Work request :: Nothing below is to be printed except the lines between the line holding "Target: ceiling fan blade" and the line holding "Find the wooden dining", inclusive, each exactly as it appears.
• • • • • • •
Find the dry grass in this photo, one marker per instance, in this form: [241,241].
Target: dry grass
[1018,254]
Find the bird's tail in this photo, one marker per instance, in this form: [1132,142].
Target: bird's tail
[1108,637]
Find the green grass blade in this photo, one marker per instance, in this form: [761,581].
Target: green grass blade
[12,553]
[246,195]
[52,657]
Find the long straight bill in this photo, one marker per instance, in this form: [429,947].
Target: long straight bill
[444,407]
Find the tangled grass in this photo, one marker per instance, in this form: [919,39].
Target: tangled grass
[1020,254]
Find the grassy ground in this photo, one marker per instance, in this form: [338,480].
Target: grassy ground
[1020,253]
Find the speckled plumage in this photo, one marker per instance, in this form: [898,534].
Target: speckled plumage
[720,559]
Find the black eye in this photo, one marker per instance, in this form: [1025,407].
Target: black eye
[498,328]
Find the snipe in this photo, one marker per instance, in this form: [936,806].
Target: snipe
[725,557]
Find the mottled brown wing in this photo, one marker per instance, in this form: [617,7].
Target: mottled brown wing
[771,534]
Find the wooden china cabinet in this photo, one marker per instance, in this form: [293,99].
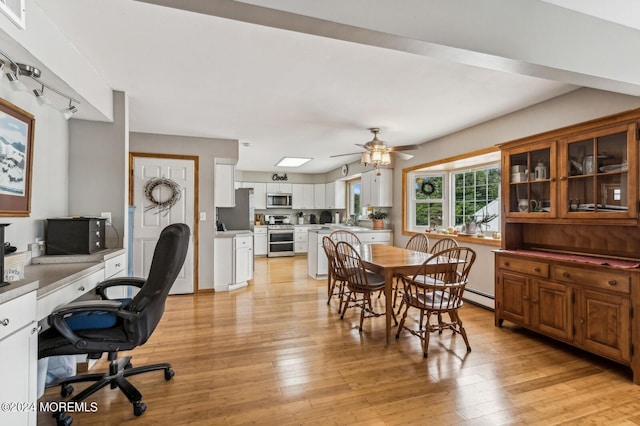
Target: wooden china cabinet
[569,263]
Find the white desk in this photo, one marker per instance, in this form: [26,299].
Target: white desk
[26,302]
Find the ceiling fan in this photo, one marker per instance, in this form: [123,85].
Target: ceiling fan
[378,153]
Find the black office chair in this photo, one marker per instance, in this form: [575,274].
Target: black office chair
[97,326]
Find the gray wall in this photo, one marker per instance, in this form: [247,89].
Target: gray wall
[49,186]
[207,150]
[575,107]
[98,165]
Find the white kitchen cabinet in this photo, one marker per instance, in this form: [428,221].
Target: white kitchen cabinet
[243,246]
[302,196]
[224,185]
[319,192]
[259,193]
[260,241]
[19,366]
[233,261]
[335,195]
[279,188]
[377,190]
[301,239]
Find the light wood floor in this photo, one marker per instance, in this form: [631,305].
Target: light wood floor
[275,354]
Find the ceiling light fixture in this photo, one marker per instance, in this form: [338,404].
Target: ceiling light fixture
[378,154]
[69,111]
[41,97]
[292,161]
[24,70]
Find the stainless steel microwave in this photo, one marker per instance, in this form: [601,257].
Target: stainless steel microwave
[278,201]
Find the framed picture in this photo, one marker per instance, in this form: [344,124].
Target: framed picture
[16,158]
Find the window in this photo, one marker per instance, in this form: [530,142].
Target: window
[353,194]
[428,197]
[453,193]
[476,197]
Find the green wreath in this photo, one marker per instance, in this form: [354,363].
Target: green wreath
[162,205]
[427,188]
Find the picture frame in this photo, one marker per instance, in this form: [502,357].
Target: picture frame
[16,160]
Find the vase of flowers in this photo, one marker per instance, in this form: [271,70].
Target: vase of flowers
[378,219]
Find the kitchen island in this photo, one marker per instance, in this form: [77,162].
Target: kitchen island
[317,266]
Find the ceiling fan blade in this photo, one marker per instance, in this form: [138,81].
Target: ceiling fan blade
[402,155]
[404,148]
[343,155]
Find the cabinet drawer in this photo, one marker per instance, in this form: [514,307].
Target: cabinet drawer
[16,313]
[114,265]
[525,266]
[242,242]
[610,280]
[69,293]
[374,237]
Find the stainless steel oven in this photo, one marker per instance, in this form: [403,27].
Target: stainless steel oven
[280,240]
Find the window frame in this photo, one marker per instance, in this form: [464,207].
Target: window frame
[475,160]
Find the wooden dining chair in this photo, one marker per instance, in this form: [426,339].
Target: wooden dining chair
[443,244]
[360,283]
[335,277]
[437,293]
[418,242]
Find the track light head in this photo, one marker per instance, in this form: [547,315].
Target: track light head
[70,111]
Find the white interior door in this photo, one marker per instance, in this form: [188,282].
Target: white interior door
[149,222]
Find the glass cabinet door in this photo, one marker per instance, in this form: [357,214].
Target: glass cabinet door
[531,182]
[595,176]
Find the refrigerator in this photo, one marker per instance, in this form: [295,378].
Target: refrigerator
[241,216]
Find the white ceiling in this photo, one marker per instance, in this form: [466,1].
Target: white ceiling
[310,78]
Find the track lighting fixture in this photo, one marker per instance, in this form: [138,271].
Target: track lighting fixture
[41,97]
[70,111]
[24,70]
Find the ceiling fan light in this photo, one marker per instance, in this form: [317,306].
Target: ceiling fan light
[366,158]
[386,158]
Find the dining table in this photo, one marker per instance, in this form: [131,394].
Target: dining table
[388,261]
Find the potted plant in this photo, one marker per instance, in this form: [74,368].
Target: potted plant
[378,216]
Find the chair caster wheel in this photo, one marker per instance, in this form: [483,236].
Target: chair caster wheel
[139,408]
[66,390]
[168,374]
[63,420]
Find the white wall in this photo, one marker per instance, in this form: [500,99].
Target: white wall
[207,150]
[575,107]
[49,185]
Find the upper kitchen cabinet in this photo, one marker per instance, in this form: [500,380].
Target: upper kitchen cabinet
• • • • • • •
Result below ::
Target: ceiling fan blade
[402,155]
[404,148]
[343,155]
Find the cabinet drawer in this photo, one marker per instance, in this form: [514,307].
Target: cabinet drawer
[16,313]
[114,265]
[525,266]
[242,242]
[610,280]
[69,293]
[374,237]
Find the stainless steel oven in this photo, one marker per instance, in this form: [403,27].
Target: stainless steel oven
[280,240]
Find the window frame in this photo, one marker per instance, in this form: [464,207].
Target: window frame
[475,160]
Find the wooden dining chair in this photo, one marker per instance, in this form: [426,339].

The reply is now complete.